┌────────

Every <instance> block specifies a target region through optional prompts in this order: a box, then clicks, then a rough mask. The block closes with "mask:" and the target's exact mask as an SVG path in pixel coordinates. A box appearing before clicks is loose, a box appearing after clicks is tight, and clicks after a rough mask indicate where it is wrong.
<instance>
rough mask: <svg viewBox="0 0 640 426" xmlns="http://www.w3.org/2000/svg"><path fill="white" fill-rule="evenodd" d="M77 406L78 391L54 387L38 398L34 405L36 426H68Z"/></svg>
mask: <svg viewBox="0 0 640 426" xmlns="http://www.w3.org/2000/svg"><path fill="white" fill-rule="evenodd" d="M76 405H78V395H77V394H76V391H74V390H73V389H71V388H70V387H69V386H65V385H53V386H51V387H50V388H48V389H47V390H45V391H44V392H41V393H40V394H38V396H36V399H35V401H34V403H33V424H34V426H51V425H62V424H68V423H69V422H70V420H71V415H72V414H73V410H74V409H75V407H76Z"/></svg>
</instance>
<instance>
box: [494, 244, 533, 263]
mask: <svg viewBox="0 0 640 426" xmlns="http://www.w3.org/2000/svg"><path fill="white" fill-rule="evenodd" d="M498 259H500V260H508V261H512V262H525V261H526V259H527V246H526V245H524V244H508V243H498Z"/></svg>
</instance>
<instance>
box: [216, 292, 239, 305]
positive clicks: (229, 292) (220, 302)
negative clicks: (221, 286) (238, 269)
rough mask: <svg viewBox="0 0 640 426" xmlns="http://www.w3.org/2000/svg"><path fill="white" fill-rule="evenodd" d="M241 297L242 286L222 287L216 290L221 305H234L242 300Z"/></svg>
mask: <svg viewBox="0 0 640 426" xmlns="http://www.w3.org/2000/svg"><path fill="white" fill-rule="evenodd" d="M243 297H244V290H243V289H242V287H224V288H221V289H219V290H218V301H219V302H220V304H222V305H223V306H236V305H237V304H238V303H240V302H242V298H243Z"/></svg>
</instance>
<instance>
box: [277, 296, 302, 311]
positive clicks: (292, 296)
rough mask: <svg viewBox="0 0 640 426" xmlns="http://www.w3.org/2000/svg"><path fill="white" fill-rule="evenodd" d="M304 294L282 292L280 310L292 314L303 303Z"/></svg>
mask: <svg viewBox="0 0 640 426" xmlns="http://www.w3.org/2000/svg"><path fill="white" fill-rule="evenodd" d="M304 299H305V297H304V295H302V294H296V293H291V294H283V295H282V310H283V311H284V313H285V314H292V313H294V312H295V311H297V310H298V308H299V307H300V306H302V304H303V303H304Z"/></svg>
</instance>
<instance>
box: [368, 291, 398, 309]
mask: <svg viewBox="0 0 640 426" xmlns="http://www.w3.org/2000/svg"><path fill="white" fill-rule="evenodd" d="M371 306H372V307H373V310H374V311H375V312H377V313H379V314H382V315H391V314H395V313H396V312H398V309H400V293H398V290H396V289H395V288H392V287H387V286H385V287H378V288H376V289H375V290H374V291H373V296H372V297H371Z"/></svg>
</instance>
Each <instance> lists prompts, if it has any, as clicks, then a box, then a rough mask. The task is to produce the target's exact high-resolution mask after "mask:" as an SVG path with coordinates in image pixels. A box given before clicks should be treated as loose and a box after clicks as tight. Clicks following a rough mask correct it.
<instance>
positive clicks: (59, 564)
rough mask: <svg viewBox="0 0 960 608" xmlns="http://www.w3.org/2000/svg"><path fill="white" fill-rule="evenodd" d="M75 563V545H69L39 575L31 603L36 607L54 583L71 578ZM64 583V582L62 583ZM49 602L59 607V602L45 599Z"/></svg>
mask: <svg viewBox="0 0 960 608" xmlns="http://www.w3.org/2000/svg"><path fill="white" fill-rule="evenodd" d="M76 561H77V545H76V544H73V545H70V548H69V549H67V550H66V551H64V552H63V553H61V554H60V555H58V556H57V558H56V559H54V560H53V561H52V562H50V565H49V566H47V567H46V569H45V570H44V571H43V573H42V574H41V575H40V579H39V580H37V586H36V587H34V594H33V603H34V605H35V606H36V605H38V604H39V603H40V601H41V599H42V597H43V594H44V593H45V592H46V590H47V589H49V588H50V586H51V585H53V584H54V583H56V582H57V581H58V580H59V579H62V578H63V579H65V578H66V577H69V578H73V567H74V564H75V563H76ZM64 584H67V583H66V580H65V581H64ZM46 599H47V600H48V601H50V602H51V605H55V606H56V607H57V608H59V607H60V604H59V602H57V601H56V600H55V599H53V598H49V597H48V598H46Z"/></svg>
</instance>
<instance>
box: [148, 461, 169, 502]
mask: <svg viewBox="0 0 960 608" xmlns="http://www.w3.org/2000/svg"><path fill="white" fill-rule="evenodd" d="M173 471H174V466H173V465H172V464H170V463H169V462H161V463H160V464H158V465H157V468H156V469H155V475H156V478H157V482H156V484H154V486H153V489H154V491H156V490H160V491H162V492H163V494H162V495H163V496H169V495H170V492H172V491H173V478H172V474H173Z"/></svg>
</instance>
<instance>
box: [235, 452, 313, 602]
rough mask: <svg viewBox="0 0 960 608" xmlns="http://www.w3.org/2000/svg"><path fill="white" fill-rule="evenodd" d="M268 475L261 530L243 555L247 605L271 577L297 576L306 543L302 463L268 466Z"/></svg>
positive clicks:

└────────

> [What to produce]
Beginning at the line with "box: [277, 296, 302, 311]" and ending at the line with "positive clicks: (59, 564)", reproduce each line of the data above exactly, and add no other lines.

> [Finished exercise]
box: [277, 296, 302, 311]
positive clicks: (292, 296)
rough mask: <svg viewBox="0 0 640 426" xmlns="http://www.w3.org/2000/svg"><path fill="white" fill-rule="evenodd" d="M304 294L282 292L280 310L292 314L303 303Z"/></svg>
mask: <svg viewBox="0 0 640 426" xmlns="http://www.w3.org/2000/svg"><path fill="white" fill-rule="evenodd" d="M304 299H305V297H304V295H302V294H296V293H291V294H283V295H282V310H283V311H284V313H285V314H292V313H294V312H295V311H297V310H298V308H299V307H300V306H302V304H303V303H304Z"/></svg>
</instance>
<instance>
box: [368, 291, 398, 309]
mask: <svg viewBox="0 0 640 426" xmlns="http://www.w3.org/2000/svg"><path fill="white" fill-rule="evenodd" d="M371 306H372V307H373V310H374V311H375V312H377V313H379V314H382V315H391V314H395V313H396V312H398V309H400V293H398V290H396V289H395V288H392V287H387V286H385V287H378V288H376V289H375V290H374V291H373V296H372V297H371Z"/></svg>
</instance>
Each <instance> lists prompts, if it has any, as clicks, then a box, then a rough mask. The task is to produce the target's exact high-resolution mask after "mask:" as an SVG path with coordinates in image pixels. A box given before clicks should be treated as loose and a box after clicks as tight. Clicks following a rough mask correct it.
<instance>
positive clicks: (59, 564)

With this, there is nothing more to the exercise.